**Text section**
┌──

Whether whether whatever happened to you is is like as a child or as an adult as an adult, we make our own choices, but we don't create every choice that were pushed into making. Okay? So as a kid, yeah, you can pass the buck to the adults around you legitimately like, let's just be honest, adults should be protecting us as an adult. 

There's often situations that were put into that we find ourselves and they were like, oh my gosh, the people around me and the things I'm, I'm doing or not, the choices I want to make and that's part you part of them. Sometimes it's, it's complicated. I get it. So I want to say two things. 

Number one, go find a professional that's seen 1000 of your situations play out in life and ask them what's real. You can't see what's real from your current situation. Don't don't take don't take on anything until you talk to a professional and help sort out this is for me to work on. And this is for all those other people who I need to like deal with in a different way. 

That's for them to work on. That's not my crap own that separation. Talk to a professional. That's number one. Number two community, Jonathan. 

The reason the reason like the reason we're having this conversation, the reason I agreed to be on your show. The reason my team flag didn't say, hey, this Jonathan guy has the real deal is because this is what's helped me survive. My first podcast started in 2013 called I share hope and it's still out there. 

We haven't recorded episode in probably five years, but we get comments on all the time. We interviewed 100 25 world leaders who were using hope in some way. Whether it was through their faith or religion, their power, their money, they're just willpower, their athletic ability where they were born, um whatever just they were people of hope because when I started that I was not a person of hope. That community of people changed my life because they were willing to show up on my podcast. I wasn't nobody, I still am in the world. They were willing to show I got heads of state, olympians, nobel Laureates, heads of homeless shelters who were homeless for 20 years and now we're leading homeless communities, tribal leaders, olympians like you name it showing up, talking to me like answering questions about hope, why they have it, how they use it. Why is it productive? Why is it real versus bullshit? Like those people changed my life, Jill changed my life, my kids changed my life, my closest friends who knew I was going to change my life, it's the community around you and that is man you ask, why am I able to like step up and talk about this stuff.

└──

**Work task 1**
For each statement about the transcript, answer yes or no and quote the words that settle it: (a) the speaker's first podcast started in 2013; (b) the first podcast recorded a new episode within the past year; (c) the speaker advises against taking anything on before talking to a professional.
**Work task 2**
According to the transcript, what was the speaker's first podcast called?
The data are separate material and have no connection to the transcript.

**Information provided**
┌──

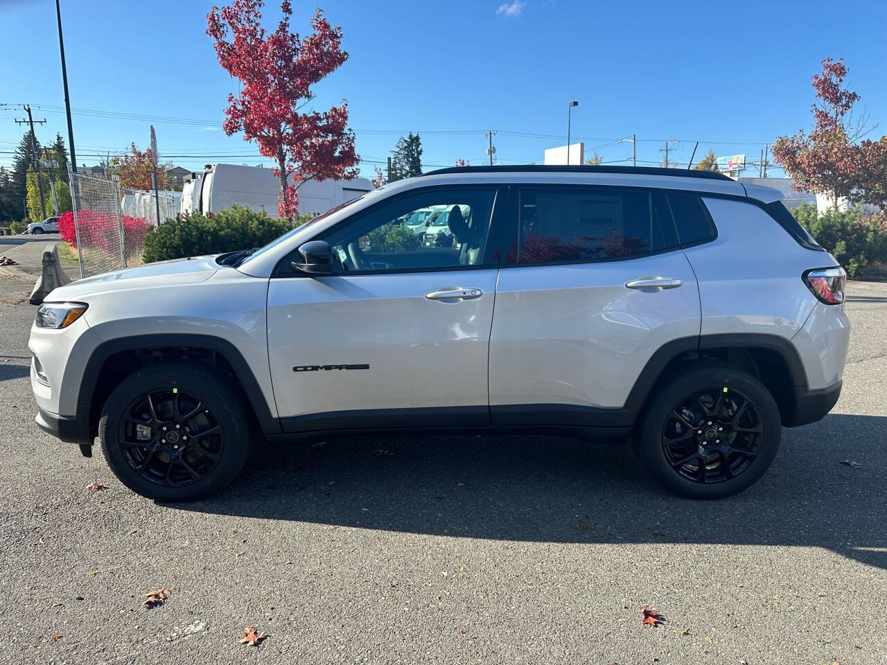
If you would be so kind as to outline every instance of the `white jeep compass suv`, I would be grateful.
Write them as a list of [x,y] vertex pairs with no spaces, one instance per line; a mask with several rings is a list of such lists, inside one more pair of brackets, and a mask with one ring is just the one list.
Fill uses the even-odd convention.
[[[251,254],[56,289],[36,421],[168,501],[225,487],[254,434],[402,429],[631,439],[671,489],[734,494],[847,355],[844,271],[781,196],[661,168],[402,180]],[[451,243],[404,227],[442,207]]]

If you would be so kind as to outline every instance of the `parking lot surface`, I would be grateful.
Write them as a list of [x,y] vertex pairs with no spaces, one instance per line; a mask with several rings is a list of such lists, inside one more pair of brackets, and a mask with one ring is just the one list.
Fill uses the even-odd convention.
[[177,505],[35,425],[32,286],[0,276],[0,662],[887,662],[887,285],[848,288],[833,412],[729,499],[629,446],[466,435],[264,446]]

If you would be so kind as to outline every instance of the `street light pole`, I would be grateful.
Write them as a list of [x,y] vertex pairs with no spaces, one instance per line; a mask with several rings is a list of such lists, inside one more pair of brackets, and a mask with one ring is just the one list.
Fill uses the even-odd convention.
[[61,53],[61,80],[65,85],[65,112],[67,113],[67,145],[71,151],[71,170],[76,173],[77,155],[74,152],[74,127],[71,124],[71,100],[67,96],[67,68],[65,66],[65,40],[61,36],[61,9],[59,7],[59,0],[56,0],[56,19],[59,20],[59,51]]
[[579,103],[577,101],[572,101],[567,105],[567,166],[569,166],[569,121],[571,120],[570,115],[573,113],[573,106],[578,106]]

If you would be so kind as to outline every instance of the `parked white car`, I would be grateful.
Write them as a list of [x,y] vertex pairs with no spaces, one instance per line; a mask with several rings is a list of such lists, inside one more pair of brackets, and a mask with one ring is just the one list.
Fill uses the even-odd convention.
[[[845,274],[781,197],[624,167],[393,183],[248,255],[51,292],[36,421],[161,500],[222,489],[256,434],[428,428],[631,439],[671,489],[726,497],[841,392]],[[386,231],[438,207],[447,246]]]
[[47,217],[43,222],[32,222],[27,225],[27,232],[39,236],[41,233],[58,233],[59,218]]

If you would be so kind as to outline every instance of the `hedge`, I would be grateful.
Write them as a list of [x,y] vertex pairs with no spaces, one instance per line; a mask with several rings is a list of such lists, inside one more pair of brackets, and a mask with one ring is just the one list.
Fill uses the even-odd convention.
[[145,237],[144,259],[147,263],[260,247],[293,227],[288,219],[236,205],[216,215],[191,213],[152,229]]
[[887,262],[887,215],[883,212],[829,208],[824,215],[805,203],[791,214],[850,277],[865,277],[874,263]]

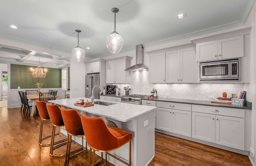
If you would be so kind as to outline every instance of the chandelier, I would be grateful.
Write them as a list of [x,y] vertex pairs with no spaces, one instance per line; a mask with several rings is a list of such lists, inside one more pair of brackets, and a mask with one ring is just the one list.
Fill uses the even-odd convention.
[[46,76],[47,69],[44,68],[43,70],[43,68],[40,67],[40,58],[39,58],[39,66],[35,68],[30,68],[30,70],[33,78],[44,78]]

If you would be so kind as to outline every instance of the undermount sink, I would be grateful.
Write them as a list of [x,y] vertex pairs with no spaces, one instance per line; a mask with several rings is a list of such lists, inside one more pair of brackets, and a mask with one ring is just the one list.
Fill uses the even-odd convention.
[[99,101],[97,101],[94,102],[95,104],[99,104],[100,105],[110,105],[113,104],[116,104],[116,103],[109,103],[108,102],[100,102]]

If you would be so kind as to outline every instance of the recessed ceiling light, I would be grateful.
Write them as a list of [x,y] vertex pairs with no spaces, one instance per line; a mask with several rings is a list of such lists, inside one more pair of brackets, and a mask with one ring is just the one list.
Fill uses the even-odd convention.
[[18,27],[15,25],[8,25],[8,27],[14,29],[19,29]]
[[177,18],[181,19],[182,18],[184,18],[185,17],[186,17],[186,14],[183,13],[182,14],[178,14],[177,16]]

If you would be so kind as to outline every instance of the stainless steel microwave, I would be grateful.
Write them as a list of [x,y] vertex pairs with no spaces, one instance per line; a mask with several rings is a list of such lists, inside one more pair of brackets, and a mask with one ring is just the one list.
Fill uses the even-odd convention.
[[240,59],[199,62],[199,82],[239,81]]

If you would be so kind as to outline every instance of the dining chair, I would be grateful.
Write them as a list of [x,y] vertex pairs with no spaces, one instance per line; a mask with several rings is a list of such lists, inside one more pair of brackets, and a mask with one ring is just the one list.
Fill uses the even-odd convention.
[[[106,152],[106,163],[102,165],[107,165],[108,154],[128,166],[132,165],[132,133],[118,127],[107,125],[102,118],[88,117],[83,113],[81,114],[81,120],[85,139],[88,146],[90,147],[89,166],[91,164],[92,150],[93,150],[92,166],[97,164],[94,163],[96,150]],[[130,143],[129,163],[109,152],[120,148],[128,143]],[[102,162],[102,161],[100,162]]]
[[[68,144],[64,165],[68,166],[70,158],[87,150],[87,143],[86,142],[85,148],[84,148],[84,133],[81,122],[79,114],[75,109],[66,109],[64,107],[60,108],[65,128],[68,133]],[[70,152],[72,136],[76,136],[82,139],[82,147]],[[70,154],[72,154],[70,156]]]
[[27,94],[37,94],[38,90],[26,90]]
[[[23,91],[18,91],[18,92],[19,93],[19,95],[20,96],[20,102],[21,102],[21,107],[20,107],[20,112],[22,112],[22,107],[24,106],[24,108],[25,108],[25,106],[24,105],[24,101],[23,101],[23,98],[22,96],[21,92],[23,92]],[[24,109],[24,108],[23,109]]]
[[49,100],[52,100],[55,99],[55,92],[39,93],[39,101],[44,101],[49,103]]
[[[55,92],[55,96],[57,96],[57,93],[58,92],[58,90],[49,90],[49,93],[52,93],[52,92]],[[54,99],[55,100],[55,99]]]
[[55,93],[55,96],[57,96],[57,93],[58,93],[58,90],[54,90],[53,92]]
[[23,113],[26,113],[26,110],[27,110],[26,115],[28,115],[28,110],[30,111],[30,107],[33,106],[33,101],[30,101],[28,102],[28,100],[27,98],[27,94],[25,92],[22,92],[21,93],[22,97],[23,99],[23,102],[24,102],[24,109],[23,109]]

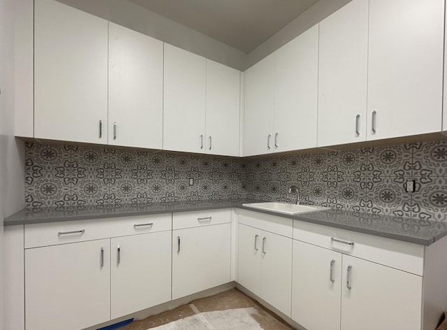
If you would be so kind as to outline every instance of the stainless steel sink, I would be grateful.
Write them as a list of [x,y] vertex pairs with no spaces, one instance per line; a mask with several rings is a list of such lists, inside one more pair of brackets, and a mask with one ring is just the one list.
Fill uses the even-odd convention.
[[325,208],[323,206],[314,206],[312,205],[296,205],[288,203],[279,202],[266,202],[266,203],[244,203],[243,206],[248,208],[257,208],[270,212],[276,212],[277,213],[286,214],[288,215],[296,215],[302,213],[308,213],[309,212],[317,212],[325,210],[330,210],[330,208]]

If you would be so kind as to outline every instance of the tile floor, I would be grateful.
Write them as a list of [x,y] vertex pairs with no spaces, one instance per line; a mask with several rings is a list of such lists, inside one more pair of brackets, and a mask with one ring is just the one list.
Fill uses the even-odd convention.
[[254,318],[264,330],[290,330],[293,329],[277,315],[266,310],[241,292],[232,289],[215,296],[191,301],[190,304],[182,306],[140,321],[134,321],[119,328],[119,330],[147,330],[193,316],[198,312],[204,313],[248,308],[253,308],[256,310],[256,314],[253,315]]

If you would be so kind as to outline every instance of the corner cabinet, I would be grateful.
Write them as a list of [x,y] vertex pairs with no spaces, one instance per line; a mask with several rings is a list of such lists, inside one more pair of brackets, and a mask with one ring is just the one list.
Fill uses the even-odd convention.
[[318,27],[245,71],[244,156],[316,146]]
[[165,44],[163,149],[239,155],[240,72]]
[[163,42],[109,22],[108,144],[161,149]]
[[231,281],[231,211],[173,215],[173,299]]
[[170,301],[170,213],[25,225],[26,329],[77,330]]
[[237,282],[290,317],[292,220],[238,212]]
[[53,0],[34,10],[34,137],[106,144],[108,21]]

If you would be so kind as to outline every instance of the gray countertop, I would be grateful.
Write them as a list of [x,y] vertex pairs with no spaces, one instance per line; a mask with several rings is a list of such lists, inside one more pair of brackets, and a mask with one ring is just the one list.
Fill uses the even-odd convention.
[[297,220],[423,245],[430,245],[447,235],[447,223],[430,220],[335,209],[302,214],[298,216],[290,216],[272,212],[259,211],[242,206],[244,203],[254,203],[256,201],[253,200],[186,201],[172,203],[25,208],[6,218],[3,225],[13,226],[60,221],[198,211],[213,208],[240,208],[254,212],[262,212],[277,216],[286,217]]

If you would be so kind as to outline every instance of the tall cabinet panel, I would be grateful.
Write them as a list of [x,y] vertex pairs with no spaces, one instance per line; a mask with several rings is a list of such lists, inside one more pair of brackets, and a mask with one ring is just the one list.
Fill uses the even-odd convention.
[[316,147],[318,26],[275,52],[273,151]]
[[206,152],[239,156],[240,72],[207,59]]
[[274,54],[245,71],[244,156],[270,152],[273,146],[274,77]]
[[34,137],[107,143],[108,22],[53,0],[34,14]]
[[205,152],[206,59],[165,43],[163,149]]
[[320,25],[318,145],[366,139],[368,0],[354,0]]
[[161,149],[163,42],[109,23],[108,143]]
[[367,139],[439,131],[444,0],[370,0]]

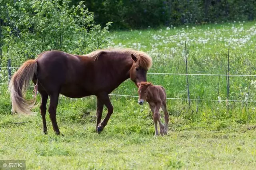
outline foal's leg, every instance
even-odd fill
[[[43,120],[43,130],[44,133],[47,134],[47,127],[46,127],[46,122],[45,119],[45,115],[46,113],[46,103],[48,99],[48,94],[44,91],[40,91],[42,101],[40,106],[40,113]]]
[[[97,130],[98,133],[100,133],[103,130],[104,127],[108,124],[108,122],[109,118],[110,117],[111,115],[113,113],[114,108],[113,106],[110,102],[110,101],[108,97],[108,94],[107,93],[102,94],[98,96],[102,102],[108,108],[108,114],[107,114],[106,117],[99,125],[98,125]]]
[[[56,134],[58,135],[60,134],[59,128],[58,127],[57,121],[56,121],[56,111],[57,105],[59,100],[59,94],[55,93],[50,95],[50,106],[49,107],[49,113],[50,118],[52,121],[53,130],[55,132]],[[63,135],[62,134],[62,136]]]
[[[159,134],[158,133],[158,130],[157,129],[157,119],[156,119],[154,114],[155,106],[153,107],[150,105],[150,107],[153,114],[153,121],[154,121],[154,123],[155,125],[155,137],[156,137],[157,136],[159,135]]]
[[[160,102],[159,102],[156,103],[156,106],[155,107],[154,111],[154,119],[156,119],[157,121],[159,123],[159,127],[160,128],[160,134],[162,136],[164,135],[164,133],[165,133],[166,131],[164,129],[164,126],[163,125],[161,121],[160,116],[159,113],[159,109],[161,105]]]
[[[164,111],[164,122],[165,123],[164,128],[166,131],[167,134],[167,130],[168,130],[168,123],[169,122],[169,115],[168,114],[168,112],[167,112],[166,101],[163,102],[161,107],[162,107],[162,109],[163,109]]]
[[[97,121],[96,123],[96,132],[98,132],[98,126],[100,123],[101,116],[102,115],[103,110],[103,103],[100,101],[98,97],[97,97]]]

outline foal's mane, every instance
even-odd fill
[[[104,53],[113,53],[117,54],[128,55],[131,56],[133,54],[137,57],[135,62],[136,66],[141,67],[145,69],[148,69],[152,66],[152,59],[144,52],[136,51],[129,48],[114,48],[106,49],[100,49],[92,51],[90,53],[83,55],[86,57],[93,58],[94,60],[97,60],[101,54]]]
[[[148,85],[149,84],[150,84],[150,85],[153,85],[153,84],[152,84],[151,82],[149,82],[148,81],[142,81],[140,82],[140,86],[142,87],[143,86],[145,86],[145,85]]]

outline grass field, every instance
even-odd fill
[[[147,52],[154,61],[150,73],[185,73],[186,40],[188,73],[226,74],[230,43],[230,74],[256,74],[255,22],[149,28],[110,36],[110,47]],[[184,75],[148,74],[148,79],[164,87],[168,97],[187,97]],[[192,99],[226,99],[224,76],[219,82],[218,76],[190,76],[188,81]],[[100,134],[94,132],[95,97],[61,96],[57,119],[65,136],[55,135],[48,113],[48,134],[44,135],[39,113],[10,114],[7,87],[2,85],[0,160],[25,159],[28,169],[255,169],[256,106],[246,101],[256,100],[256,79],[230,77],[230,85],[229,99],[245,101],[229,102],[227,107],[225,101],[193,100],[189,109],[186,101],[168,100],[168,133],[156,138],[147,104],[113,96],[114,113]],[[113,93],[137,95],[136,91],[127,80]],[[104,108],[103,117],[106,112]]]

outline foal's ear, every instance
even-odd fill
[[[151,82],[147,83],[147,85],[146,85],[146,86],[147,87],[148,87],[150,85],[151,85]]]
[[[137,61],[137,57],[135,57],[133,54],[132,54],[132,58],[134,61]]]

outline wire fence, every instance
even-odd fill
[[[0,67],[0,69],[18,69],[19,67]],[[256,77],[256,75],[231,75],[231,74],[186,74],[186,73],[148,73],[148,74],[154,74],[154,75],[196,75],[196,76],[236,76],[236,77]],[[10,76],[10,75],[9,75]],[[0,83],[0,85],[8,85],[8,83]],[[29,87],[34,87],[34,86],[29,85]],[[117,94],[110,93],[110,95],[116,96],[120,96],[125,97],[138,97],[138,96],[134,96],[130,95],[126,95],[122,94]],[[192,100],[192,101],[218,101],[218,102],[256,102],[256,101],[255,100],[218,100],[218,99],[187,99],[187,98],[170,98],[167,97],[167,99],[170,100]]]

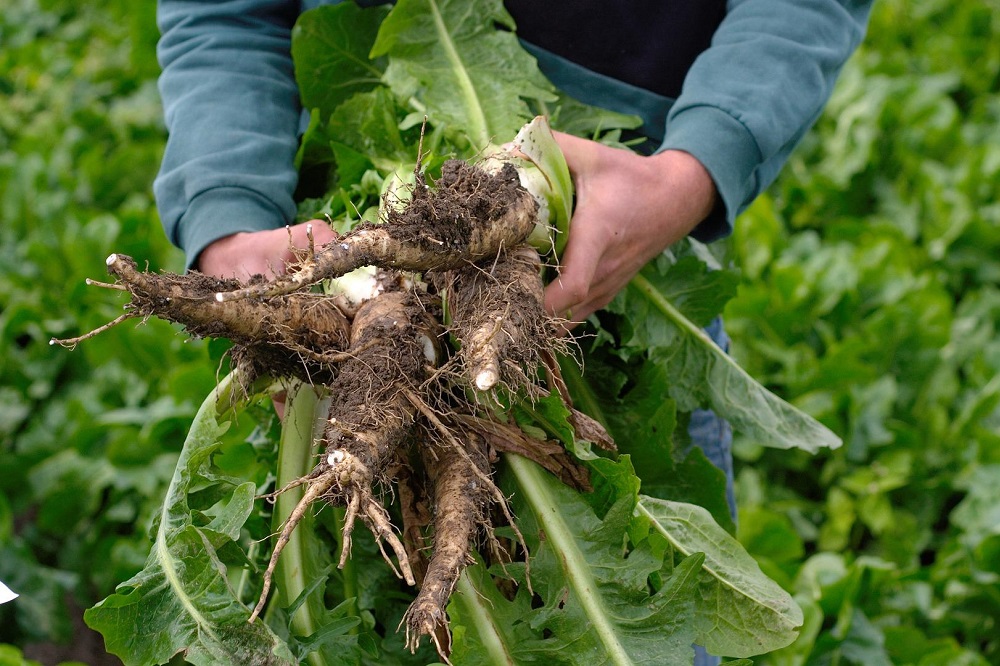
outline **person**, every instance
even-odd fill
[[[292,26],[317,0],[160,0],[169,138],[154,192],[188,266],[277,273],[306,244],[295,214],[301,109]],[[371,2],[359,4],[373,4]],[[643,120],[636,153],[559,134],[576,186],[572,230],[546,308],[582,322],[687,235],[720,238],[777,176],[861,42],[870,0],[508,0],[525,47],[581,101]],[[333,238],[313,226],[316,242]],[[725,344],[721,326],[715,339]],[[727,426],[692,418],[723,469]],[[697,663],[712,663],[703,652]]]

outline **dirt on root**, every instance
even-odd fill
[[[479,233],[488,231],[524,196],[517,169],[510,164],[494,174],[448,160],[434,185],[429,187],[418,175],[406,208],[390,207],[387,221],[397,238],[432,255],[466,252]]]

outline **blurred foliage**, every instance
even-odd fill
[[[215,384],[206,346],[161,322],[49,345],[121,312],[120,294],[84,283],[111,251],[183,267],[150,187],[165,135],[154,7],[0,11],[0,580],[22,595],[0,606],[0,643],[69,641],[69,609],[141,568]]]
[[[811,618],[761,663],[1000,663],[998,44],[995,3],[877,3],[731,242],[733,353],[845,440],[738,445],[740,536]]]
[[[215,383],[217,354],[160,322],[48,344],[120,312],[84,285],[109,252],[183,265],[150,193],[153,7],[0,12],[0,580],[22,593],[0,643],[68,640],[68,608],[141,568]],[[1000,663],[998,44],[990,0],[880,0],[729,242],[734,355],[845,440],[738,441],[739,536],[806,610],[799,641],[757,663]]]

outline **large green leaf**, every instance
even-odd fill
[[[500,0],[402,0],[371,55],[390,56],[385,82],[418,100],[433,124],[468,137],[475,152],[531,119],[525,99],[555,100],[514,33],[497,25],[514,28]]]
[[[256,488],[220,476],[212,455],[228,422],[217,410],[229,400],[224,381],[202,404],[170,482],[145,568],[85,614],[107,649],[129,665],[166,663],[178,652],[198,665],[290,663],[284,641],[250,611],[229,584],[220,549],[239,538]],[[220,501],[202,513],[191,495],[221,485]],[[211,518],[209,519],[209,514]]]
[[[303,106],[319,109],[326,119],[346,99],[380,85],[385,63],[369,60],[368,52],[387,13],[381,6],[342,2],[299,18],[292,58]]]
[[[839,437],[768,391],[684,314],[682,307],[705,323],[710,310],[705,308],[704,295],[713,291],[706,285],[718,287],[724,279],[717,271],[705,273],[698,262],[682,260],[670,265],[661,259],[647,265],[611,307],[627,322],[626,351],[648,351],[651,359],[663,365],[670,377],[670,397],[681,410],[707,404],[765,446],[812,452],[840,446]],[[692,292],[703,296],[693,298]]]
[[[526,571],[508,565],[521,580],[512,602],[491,590],[488,578],[467,574],[453,603],[457,617],[465,618],[455,633],[458,654],[494,650],[487,654],[500,661],[480,656],[470,662],[484,664],[690,662],[701,556],[685,559],[650,590],[649,577],[663,567],[667,543],[651,533],[626,556],[631,493],[623,493],[602,519],[583,496],[534,463],[515,455],[507,462],[531,566]],[[538,608],[532,609],[529,581],[542,599]]]
[[[636,511],[681,554],[704,554],[697,641],[710,652],[748,657],[795,640],[802,610],[706,509],[643,495]]]

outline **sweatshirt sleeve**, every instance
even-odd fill
[[[300,115],[290,53],[299,3],[161,0],[159,86],[167,147],[153,184],[190,267],[206,245],[283,226]]]
[[[705,165],[722,206],[693,234],[710,241],[777,177],[819,117],[864,36],[870,0],[730,0],[667,116],[660,150]]]

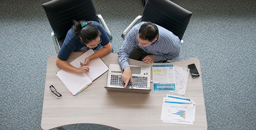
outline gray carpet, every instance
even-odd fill
[[[55,54],[41,6],[49,1],[1,1],[1,130],[41,129],[46,62]],[[141,0],[93,1],[117,53],[121,32],[142,14]],[[255,129],[256,1],[173,1],[193,13],[181,55],[172,61],[192,57],[200,61],[208,129]],[[64,128],[114,129],[92,124]]]

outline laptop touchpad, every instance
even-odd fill
[[[141,74],[141,67],[139,67],[130,66],[132,73],[133,74]]]

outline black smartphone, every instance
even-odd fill
[[[192,78],[196,78],[200,76],[195,64],[188,65],[188,67],[190,69],[189,71],[190,72],[190,73],[191,74]]]

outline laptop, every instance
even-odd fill
[[[104,88],[108,91],[149,94],[151,67],[130,65],[134,83],[129,81],[126,87],[122,79],[123,71],[119,64],[109,64],[107,84]]]

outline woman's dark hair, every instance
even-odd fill
[[[143,24],[139,31],[139,36],[143,40],[152,42],[157,38],[158,34],[158,28],[151,22]]]
[[[72,32],[78,35],[78,36],[82,38],[82,42],[84,44],[87,44],[92,40],[95,39],[101,34],[100,31],[90,22],[77,22],[74,20],[73,22],[74,25],[71,28],[73,30]],[[82,27],[81,25],[86,22],[87,25]]]

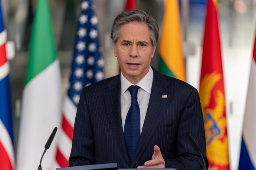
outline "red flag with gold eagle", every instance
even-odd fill
[[[224,83],[217,0],[209,0],[205,20],[199,94],[209,169],[229,169]]]

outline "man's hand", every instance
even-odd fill
[[[154,153],[151,160],[144,163],[144,165],[138,166],[137,168],[165,168],[164,160],[160,151],[160,148],[157,145],[154,146]]]

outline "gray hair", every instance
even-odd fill
[[[150,30],[150,39],[153,48],[157,43],[158,27],[157,22],[152,16],[141,10],[129,10],[122,12],[115,19],[111,29],[111,38],[116,45],[117,39],[120,36],[121,27],[125,24],[134,22],[144,23]]]

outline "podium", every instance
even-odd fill
[[[82,166],[73,166],[66,168],[57,168],[56,170],[132,170],[138,169],[124,169],[117,168],[116,163],[96,164],[95,165],[83,165]],[[177,169],[165,168],[165,170],[177,170]],[[163,170],[163,169],[143,169],[144,170]]]
[[[112,163],[57,168],[56,170],[116,170],[117,169],[116,163]]]

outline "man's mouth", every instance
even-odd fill
[[[131,62],[128,63],[127,63],[127,64],[132,67],[137,66],[137,65],[139,65],[140,64],[138,63],[133,63]]]

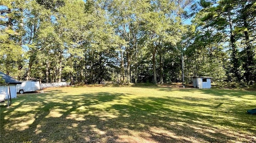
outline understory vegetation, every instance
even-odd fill
[[[72,84],[254,87],[256,2],[0,1],[0,71]]]
[[[74,86],[18,94],[0,110],[1,143],[256,140],[255,92]]]

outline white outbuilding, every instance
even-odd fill
[[[5,82],[5,84],[0,84],[0,94],[4,95],[5,99],[8,99],[10,94],[12,98],[17,98],[16,85],[21,84],[21,82],[1,72],[0,72],[0,76]]]
[[[193,77],[193,86],[200,89],[210,88],[212,78],[211,77],[194,76]]]

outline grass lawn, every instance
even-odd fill
[[[1,106],[0,142],[256,142],[256,92],[62,87]]]

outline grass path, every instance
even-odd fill
[[[256,141],[256,93],[169,87],[63,87],[0,107],[0,142]]]

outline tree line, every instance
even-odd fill
[[[256,81],[256,2],[0,1],[0,71],[74,84]]]

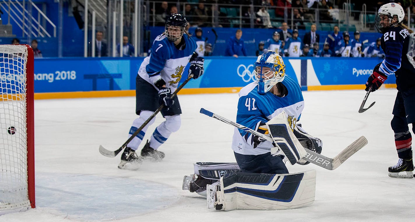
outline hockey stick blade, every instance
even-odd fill
[[[171,96],[170,96],[170,98],[173,99],[174,98],[174,96],[176,96],[176,95],[177,94],[177,93],[178,93],[178,91],[180,91],[180,90],[182,88],[183,88],[183,86],[184,86],[185,85],[186,85],[188,82],[189,81],[190,81],[190,80],[193,77],[193,74],[192,74],[190,75],[189,76],[187,77],[187,79],[186,79],[186,80],[185,80],[184,82],[183,82],[183,83],[182,83],[181,85],[180,85],[180,86],[177,87],[177,89],[176,89],[176,91],[175,91],[173,93],[173,94],[171,94]],[[149,122],[150,122],[150,121],[151,121],[151,120],[153,118],[154,118],[154,117],[155,116],[157,113],[158,113],[160,111],[161,111],[161,110],[163,109],[163,108],[164,108],[164,104],[162,104],[160,106],[159,106],[159,108],[157,109],[157,110],[156,110],[156,111],[155,111],[153,113],[151,114],[151,115],[150,116],[150,117],[149,117],[146,120],[144,121],[144,123],[141,125],[141,126],[140,126],[137,129],[137,130],[135,131],[135,132],[134,132],[134,133],[133,133],[133,134],[131,135],[131,136],[130,136],[129,138],[128,138],[128,139],[127,140],[127,141],[126,141],[125,143],[124,143],[122,145],[121,145],[121,147],[118,148],[118,149],[115,151],[109,150],[104,148],[104,147],[102,145],[100,145],[100,148],[99,148],[100,153],[102,154],[103,155],[104,155],[107,157],[115,157],[115,156],[117,155],[118,153],[119,153],[122,150],[122,149],[127,147],[127,145],[128,143],[129,143],[129,142],[131,142],[131,141],[132,140],[132,139],[134,137],[136,137],[136,136],[138,135],[138,133],[141,131],[144,128],[144,127],[146,126],[147,124],[148,124]]]
[[[238,128],[247,131],[253,135],[257,136],[261,138],[268,140],[269,141],[271,141],[270,140],[270,139],[271,139],[273,142],[273,140],[269,136],[231,121],[203,108],[200,109],[200,112],[202,114],[204,114],[206,116],[213,118],[229,125],[233,126]],[[364,136],[362,136],[354,142],[352,143],[350,145],[347,146],[347,147],[340,152],[338,155],[332,158],[327,157],[308,149],[305,149],[305,151],[307,152],[307,154],[302,159],[325,169],[332,170],[339,167],[340,165],[348,159],[349,158],[352,156],[352,155],[359,151],[360,149],[361,149],[367,144],[367,140],[366,139],[366,138]]]
[[[111,151],[105,149],[102,145],[100,145],[100,153],[107,157],[115,157],[122,150],[122,146],[115,151]]]
[[[359,113],[363,113],[363,112],[364,112],[365,111],[367,110],[368,109],[369,109],[369,108],[371,107],[374,105],[375,104],[375,103],[376,102],[373,102],[373,103],[372,103],[372,104],[370,104],[370,106],[369,106],[369,107],[367,108],[364,109],[363,108],[363,106],[364,106],[365,104],[366,103],[366,100],[367,99],[368,97],[369,97],[369,94],[371,91],[372,91],[372,86],[370,86],[370,87],[369,88],[369,91],[368,91],[367,93],[366,93],[366,95],[365,95],[364,98],[363,98],[363,101],[362,101],[362,104],[361,105],[360,105],[360,107],[359,108]]]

└──

**Answer section 1**
(a) Yes: "My first podcast started in 2013"
(b) No: "We haven't recorded episode in probably five years"
(c) Yes: "Don't don't take don't take on anything until you talk to a professional"

**Answer section 2**
I share hope